▸ **Page text**:
Web scraping is a way to download large amounts of information from government websites for later analysis in a database. It is making possible stories that would be impossible for the causal hunt and click web surfer.

An interesting pair of stories appeared a few weeks back in The Toronto Star that showed how CAR can be used to add tremendous value to data already available on the Web.

For several years now, federal government departments and agencies have maintained “proactive disclosure” websites to release quarterly information on contracts, travel and hospitality expenses for senior officials and ministers, grants and contributions and reclassification of government jobs. In terms of media coverage, the disclosures have resulted in the occasional story about expensive foreign trips or ministers not disclosing all of their expenses, but as far as I can tell, the Star is the first to assemble the disclosures of many agencies to find a wider story.

The paper pulled travel data from the websites of 20 major federal departments and compiled it into a database of about 60,000 records covering the last two years of the Liberal government and the first two of the Conservative. The paper’s analysis of 12 of those departments found that 10 of them saw more lavish spending by Conservative ministers than by their Liberal predecessors. The Prime Minister’s office was one of two that was more frugal.

Tory Natural Resources Minister Gary Lunn spent $340,000 on trips to places such as London, Paris and Australia, making him the biggest spender of any minister, Liberal or Conservative, during the four year period, the Star reported. A follow up story showed the Conservative government signed consulting contracts worth more than $900 million in its first two years, compared to more than $500 million for the Liberals in their last two years in power.

The story was written by the Star’s investigative editor, Kevin Donovan, while the heavy data work was done by the paper’s computer-assisted reporting specialist, Andrew Bailey.

[node:ad]

It is not all that surprising that it took this long for an outlet to really mine the proactive disclosure data. There are a couple of reasons for that, I think. One is that the data, once it is out there for everyone, quickly becomes part of the background noise. Ho hum. Routine. So after a few initial stories, reporters move on to other more pressing matters. The second is that the data, in the way it is published, is difficult to use. In the case of the travel expenses, it can take several mouse clicks to look up a single expense. And the expenses are presented in a variety of onscreen report formats that make it hard to consolidate the data to look for trends. There is no way to look at the expense data in one, neat table. It’s a kind of opaque openness that seems calculated to make it difficult to see the big picture.

▸ **What you are asked to do**: Could you copy the part of the web scraping article starting with "An interesting pair of" and going on through "a wider story.", word for word?

▸ **Excerpted records**:
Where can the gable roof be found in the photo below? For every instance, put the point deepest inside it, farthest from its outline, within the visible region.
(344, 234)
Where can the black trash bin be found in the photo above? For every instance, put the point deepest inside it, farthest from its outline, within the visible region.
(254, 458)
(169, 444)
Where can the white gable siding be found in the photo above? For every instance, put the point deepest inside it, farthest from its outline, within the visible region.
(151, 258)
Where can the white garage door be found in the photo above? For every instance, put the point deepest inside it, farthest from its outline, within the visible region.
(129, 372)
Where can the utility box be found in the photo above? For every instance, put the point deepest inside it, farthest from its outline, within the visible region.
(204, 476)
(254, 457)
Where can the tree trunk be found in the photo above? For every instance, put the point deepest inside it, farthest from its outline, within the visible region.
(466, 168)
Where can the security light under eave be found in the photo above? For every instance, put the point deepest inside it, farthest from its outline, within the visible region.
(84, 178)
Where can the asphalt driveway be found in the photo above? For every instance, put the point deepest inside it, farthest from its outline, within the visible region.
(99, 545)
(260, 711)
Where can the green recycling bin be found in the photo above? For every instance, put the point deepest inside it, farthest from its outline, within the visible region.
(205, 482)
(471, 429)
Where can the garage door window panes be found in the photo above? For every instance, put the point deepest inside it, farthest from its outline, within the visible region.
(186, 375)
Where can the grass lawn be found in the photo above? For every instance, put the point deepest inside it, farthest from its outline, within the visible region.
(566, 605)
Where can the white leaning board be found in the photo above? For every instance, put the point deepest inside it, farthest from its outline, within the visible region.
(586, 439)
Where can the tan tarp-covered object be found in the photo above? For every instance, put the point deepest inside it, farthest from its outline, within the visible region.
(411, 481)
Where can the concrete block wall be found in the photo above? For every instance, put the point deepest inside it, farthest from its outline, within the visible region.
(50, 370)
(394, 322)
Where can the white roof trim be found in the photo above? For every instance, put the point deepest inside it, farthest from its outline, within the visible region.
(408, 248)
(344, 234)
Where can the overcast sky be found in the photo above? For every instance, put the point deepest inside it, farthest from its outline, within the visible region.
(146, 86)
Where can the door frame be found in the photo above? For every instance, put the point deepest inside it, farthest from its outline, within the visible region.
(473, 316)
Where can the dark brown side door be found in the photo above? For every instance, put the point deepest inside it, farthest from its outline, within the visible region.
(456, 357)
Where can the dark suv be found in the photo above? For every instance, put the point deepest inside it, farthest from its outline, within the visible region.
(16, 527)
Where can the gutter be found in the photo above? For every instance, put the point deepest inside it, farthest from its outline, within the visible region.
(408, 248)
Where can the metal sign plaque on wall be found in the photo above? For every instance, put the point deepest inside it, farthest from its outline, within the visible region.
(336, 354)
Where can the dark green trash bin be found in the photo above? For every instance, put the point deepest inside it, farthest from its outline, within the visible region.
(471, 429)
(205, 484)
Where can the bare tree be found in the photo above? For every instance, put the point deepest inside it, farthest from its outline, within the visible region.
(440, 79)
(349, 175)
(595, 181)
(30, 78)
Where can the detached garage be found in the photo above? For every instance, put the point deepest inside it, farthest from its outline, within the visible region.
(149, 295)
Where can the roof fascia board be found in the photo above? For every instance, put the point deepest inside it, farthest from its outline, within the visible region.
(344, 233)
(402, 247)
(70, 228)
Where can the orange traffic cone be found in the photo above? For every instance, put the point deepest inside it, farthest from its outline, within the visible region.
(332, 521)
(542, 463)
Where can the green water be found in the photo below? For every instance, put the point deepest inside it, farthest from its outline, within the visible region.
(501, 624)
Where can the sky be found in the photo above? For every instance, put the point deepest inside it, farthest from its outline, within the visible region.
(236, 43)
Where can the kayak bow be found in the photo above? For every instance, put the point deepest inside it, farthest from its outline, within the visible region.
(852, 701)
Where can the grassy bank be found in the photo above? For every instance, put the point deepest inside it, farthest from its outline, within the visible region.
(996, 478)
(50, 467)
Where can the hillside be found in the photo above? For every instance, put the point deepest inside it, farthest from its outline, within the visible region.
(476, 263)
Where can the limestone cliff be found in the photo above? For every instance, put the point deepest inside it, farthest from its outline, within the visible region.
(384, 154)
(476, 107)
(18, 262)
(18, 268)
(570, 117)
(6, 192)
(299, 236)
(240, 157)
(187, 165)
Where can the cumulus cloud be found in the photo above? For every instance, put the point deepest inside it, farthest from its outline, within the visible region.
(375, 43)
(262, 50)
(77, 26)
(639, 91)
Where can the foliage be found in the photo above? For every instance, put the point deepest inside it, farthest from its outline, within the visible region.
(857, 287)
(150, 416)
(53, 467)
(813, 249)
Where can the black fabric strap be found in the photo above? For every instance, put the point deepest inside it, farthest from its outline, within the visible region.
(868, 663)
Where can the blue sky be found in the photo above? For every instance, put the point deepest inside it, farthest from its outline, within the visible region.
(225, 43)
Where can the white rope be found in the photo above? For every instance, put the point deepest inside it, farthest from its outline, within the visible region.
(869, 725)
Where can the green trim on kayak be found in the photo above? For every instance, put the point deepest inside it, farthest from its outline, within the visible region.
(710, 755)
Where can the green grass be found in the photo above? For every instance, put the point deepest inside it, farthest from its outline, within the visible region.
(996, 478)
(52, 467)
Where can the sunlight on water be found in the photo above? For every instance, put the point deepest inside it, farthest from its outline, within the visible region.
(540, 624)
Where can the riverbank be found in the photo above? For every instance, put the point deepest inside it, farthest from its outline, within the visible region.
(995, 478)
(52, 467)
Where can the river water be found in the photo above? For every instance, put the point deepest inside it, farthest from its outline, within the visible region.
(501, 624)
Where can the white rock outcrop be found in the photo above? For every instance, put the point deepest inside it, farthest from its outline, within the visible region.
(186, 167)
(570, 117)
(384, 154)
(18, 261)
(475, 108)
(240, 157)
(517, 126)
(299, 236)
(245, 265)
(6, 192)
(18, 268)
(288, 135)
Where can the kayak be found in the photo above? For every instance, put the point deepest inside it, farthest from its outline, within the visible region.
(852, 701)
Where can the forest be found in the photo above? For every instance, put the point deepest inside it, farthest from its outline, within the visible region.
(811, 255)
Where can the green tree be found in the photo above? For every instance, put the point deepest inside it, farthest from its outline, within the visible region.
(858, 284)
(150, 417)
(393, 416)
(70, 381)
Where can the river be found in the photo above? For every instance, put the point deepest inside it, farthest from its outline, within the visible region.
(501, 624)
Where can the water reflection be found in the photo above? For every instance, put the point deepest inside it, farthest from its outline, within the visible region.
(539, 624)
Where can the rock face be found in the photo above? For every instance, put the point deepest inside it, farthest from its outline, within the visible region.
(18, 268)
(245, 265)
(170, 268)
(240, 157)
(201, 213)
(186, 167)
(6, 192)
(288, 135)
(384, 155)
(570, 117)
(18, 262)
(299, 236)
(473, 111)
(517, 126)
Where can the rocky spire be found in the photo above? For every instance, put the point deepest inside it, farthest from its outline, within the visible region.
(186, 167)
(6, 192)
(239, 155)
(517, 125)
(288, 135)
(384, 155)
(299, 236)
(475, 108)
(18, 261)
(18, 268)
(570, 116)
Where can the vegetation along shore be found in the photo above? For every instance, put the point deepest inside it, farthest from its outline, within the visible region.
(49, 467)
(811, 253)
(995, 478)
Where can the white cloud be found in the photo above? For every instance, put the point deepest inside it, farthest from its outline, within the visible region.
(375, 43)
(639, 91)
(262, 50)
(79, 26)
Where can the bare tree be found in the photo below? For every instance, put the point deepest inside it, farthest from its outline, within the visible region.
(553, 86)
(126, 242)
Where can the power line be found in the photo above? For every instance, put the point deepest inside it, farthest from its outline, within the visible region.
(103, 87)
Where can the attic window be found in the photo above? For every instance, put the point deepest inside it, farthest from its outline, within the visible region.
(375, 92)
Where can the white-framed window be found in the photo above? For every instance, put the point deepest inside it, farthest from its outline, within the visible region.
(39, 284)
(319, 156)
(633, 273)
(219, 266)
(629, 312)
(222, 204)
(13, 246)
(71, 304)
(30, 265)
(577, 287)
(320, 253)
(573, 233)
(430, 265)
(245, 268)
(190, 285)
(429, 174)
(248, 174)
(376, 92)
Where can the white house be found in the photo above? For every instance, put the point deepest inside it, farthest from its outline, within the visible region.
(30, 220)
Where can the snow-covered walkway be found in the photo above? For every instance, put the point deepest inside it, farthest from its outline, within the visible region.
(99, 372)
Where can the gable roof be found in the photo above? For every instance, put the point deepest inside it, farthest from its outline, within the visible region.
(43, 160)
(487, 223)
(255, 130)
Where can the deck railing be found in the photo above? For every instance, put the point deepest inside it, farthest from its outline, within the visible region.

▸ **Task response**:
An interesting pair of stories appeared a few weeks back in The Toronto Star that showed how CAR can be used to add tremendous value to data already available on the Web.

For several years now, federal government departments and agencies have maintained “proactive disclosure” websites to release quarterly information on contracts, travel and hospitality expenses for senior officials and ministers, grants and contributions and reclassification of government jobs. In terms of media coverage, the disclosures have resulted in the occasional story about expensive foreign trips or ministers not disclosing all of their expenses, but as far as I can tell, the Star is the first to assemble the disclosures of many agencies to find a wider story.